↓
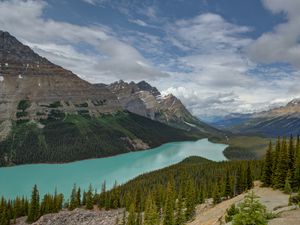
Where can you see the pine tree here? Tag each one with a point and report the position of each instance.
(73, 204)
(227, 191)
(291, 154)
(296, 181)
(230, 213)
(268, 167)
(217, 194)
(89, 198)
(4, 219)
(180, 216)
(251, 212)
(79, 196)
(239, 184)
(275, 160)
(282, 168)
(249, 177)
(190, 202)
(34, 209)
(151, 216)
(287, 185)
(131, 220)
(169, 206)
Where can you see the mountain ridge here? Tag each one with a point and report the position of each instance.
(48, 114)
(280, 121)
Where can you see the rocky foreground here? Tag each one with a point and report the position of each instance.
(78, 217)
(274, 200)
(207, 213)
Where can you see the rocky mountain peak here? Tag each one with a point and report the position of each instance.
(294, 102)
(14, 53)
(26, 77)
(143, 85)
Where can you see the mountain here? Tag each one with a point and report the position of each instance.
(281, 121)
(229, 120)
(48, 114)
(143, 99)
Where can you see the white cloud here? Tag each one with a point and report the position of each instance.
(58, 41)
(281, 44)
(138, 22)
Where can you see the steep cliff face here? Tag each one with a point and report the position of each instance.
(48, 114)
(31, 86)
(281, 121)
(143, 99)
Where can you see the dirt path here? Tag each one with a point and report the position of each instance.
(207, 215)
(287, 218)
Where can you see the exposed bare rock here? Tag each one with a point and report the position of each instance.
(143, 99)
(78, 217)
(24, 75)
(5, 128)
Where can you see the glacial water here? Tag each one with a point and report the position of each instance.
(19, 180)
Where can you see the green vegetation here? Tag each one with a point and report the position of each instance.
(250, 212)
(245, 147)
(282, 165)
(66, 138)
(166, 196)
(99, 102)
(82, 105)
(23, 105)
(56, 104)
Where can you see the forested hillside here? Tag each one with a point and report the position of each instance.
(168, 195)
(66, 138)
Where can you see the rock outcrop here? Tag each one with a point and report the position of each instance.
(30, 86)
(281, 121)
(78, 216)
(143, 99)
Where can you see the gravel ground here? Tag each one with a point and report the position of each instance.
(213, 215)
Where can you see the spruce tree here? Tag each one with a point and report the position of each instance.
(34, 209)
(190, 201)
(169, 206)
(282, 168)
(268, 167)
(291, 154)
(131, 220)
(89, 198)
(251, 212)
(79, 196)
(296, 181)
(287, 185)
(180, 216)
(227, 191)
(249, 178)
(275, 160)
(230, 213)
(73, 204)
(151, 216)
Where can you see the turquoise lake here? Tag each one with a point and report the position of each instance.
(19, 180)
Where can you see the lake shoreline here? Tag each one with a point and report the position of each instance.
(121, 168)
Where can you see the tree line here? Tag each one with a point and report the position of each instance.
(167, 196)
(282, 165)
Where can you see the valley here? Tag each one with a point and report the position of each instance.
(122, 113)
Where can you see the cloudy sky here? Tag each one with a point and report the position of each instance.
(217, 56)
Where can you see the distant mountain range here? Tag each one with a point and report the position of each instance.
(49, 114)
(281, 121)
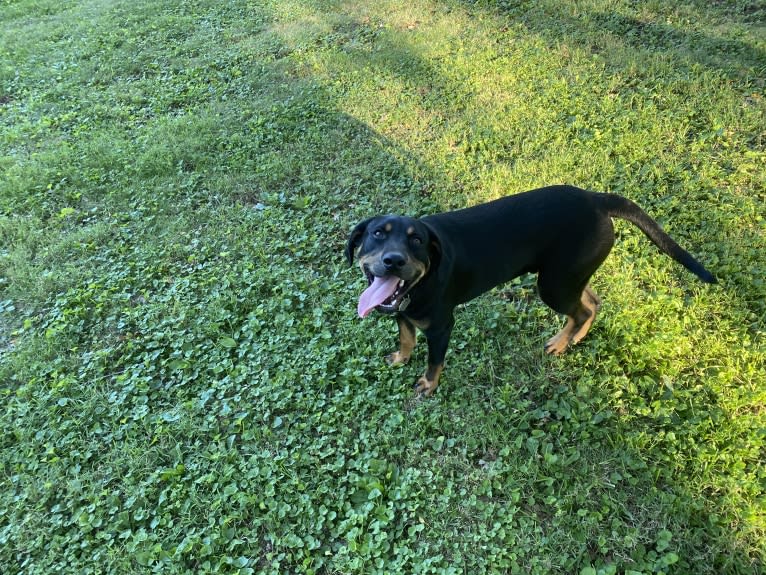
↑
Reproduce every row above verbatim, leaving out the pictures.

Where can you see the pine tree here? Tag each one with a point and report the position of each instance.
(73, 204)
(227, 191)
(291, 154)
(296, 181)
(230, 213)
(268, 167)
(217, 194)
(89, 198)
(4, 219)
(180, 216)
(251, 212)
(79, 196)
(239, 184)
(275, 160)
(282, 168)
(249, 177)
(190, 202)
(34, 209)
(151, 216)
(287, 185)
(131, 220)
(169, 206)
Where can you see the mountain ridge here? Tag each one with a point and report the position of each instance.
(48, 114)
(280, 121)
Where can you see the rocky foreground here? Tag each one with a point and report the position of each instance.
(78, 217)
(274, 200)
(207, 213)
Where can you see the rocky mountain peak here? Tag each one with a point and report the position of each instance.
(294, 102)
(14, 53)
(26, 77)
(143, 85)
Where can you see the mountain here? Tag each one with a point and report the position of each instance.
(281, 121)
(229, 120)
(48, 114)
(143, 99)
Where can you see the white cloud here? Tag each one with a point and report the position of each instance.
(58, 41)
(281, 44)
(138, 22)
Where can you see the steep cliff face here? Tag each one with a point and report the position of each instance.
(48, 114)
(31, 86)
(281, 121)
(143, 99)
Where can you see the dirt path here? Tag each one with a point and report the position of each instance.
(207, 215)
(287, 218)
Where can you see the exposed bare rock here? Tag each one with a point and report the position of each instance.
(143, 99)
(78, 217)
(24, 75)
(5, 128)
Where can you see the glacial water here? Tag each one with a point and report the position of each instance.
(19, 180)
Where can you see the green vegetation here? Tag each one with a point and report the position of each instance.
(250, 212)
(245, 147)
(282, 165)
(66, 138)
(166, 196)
(99, 102)
(82, 105)
(23, 105)
(56, 104)
Where can you see the forested hillside here? Tag each one with a point and report the position of each instance.
(168, 195)
(66, 138)
Where can you see the rock outcrop here? Tag each one with a point and report the position of each instance.
(30, 86)
(281, 121)
(78, 216)
(143, 99)
Where can you see the gravel ground here? Tag each one with a point and report the position of each instance.
(213, 215)
Where can you see the spruce tree here? Tag each one with a point and report the position of each instance.
(34, 209)
(190, 201)
(169, 206)
(282, 168)
(268, 167)
(291, 154)
(131, 220)
(89, 198)
(251, 212)
(79, 196)
(296, 181)
(287, 185)
(180, 216)
(227, 191)
(249, 178)
(275, 160)
(230, 213)
(73, 204)
(151, 216)
Where can you see the turquoise lake here? Tag each one with a point and report the position of each instance.
(19, 180)
Where can you see the lake shoreline here? Tag each one with a point and report the position of each instance.
(121, 168)
Where can you see the tree line here? Tag each one with a point and report the position of each instance.
(167, 196)
(282, 165)
Where can you see the valley here? Tag each one with a point and report the position of each instance.
(122, 113)
Where can you see the cloudy sky here? Tag each one with a point and report the position of each instance.
(217, 56)
Where can you see the distant mountain range here? Tag each one with a point and report the position of each instance.
(49, 114)
(281, 121)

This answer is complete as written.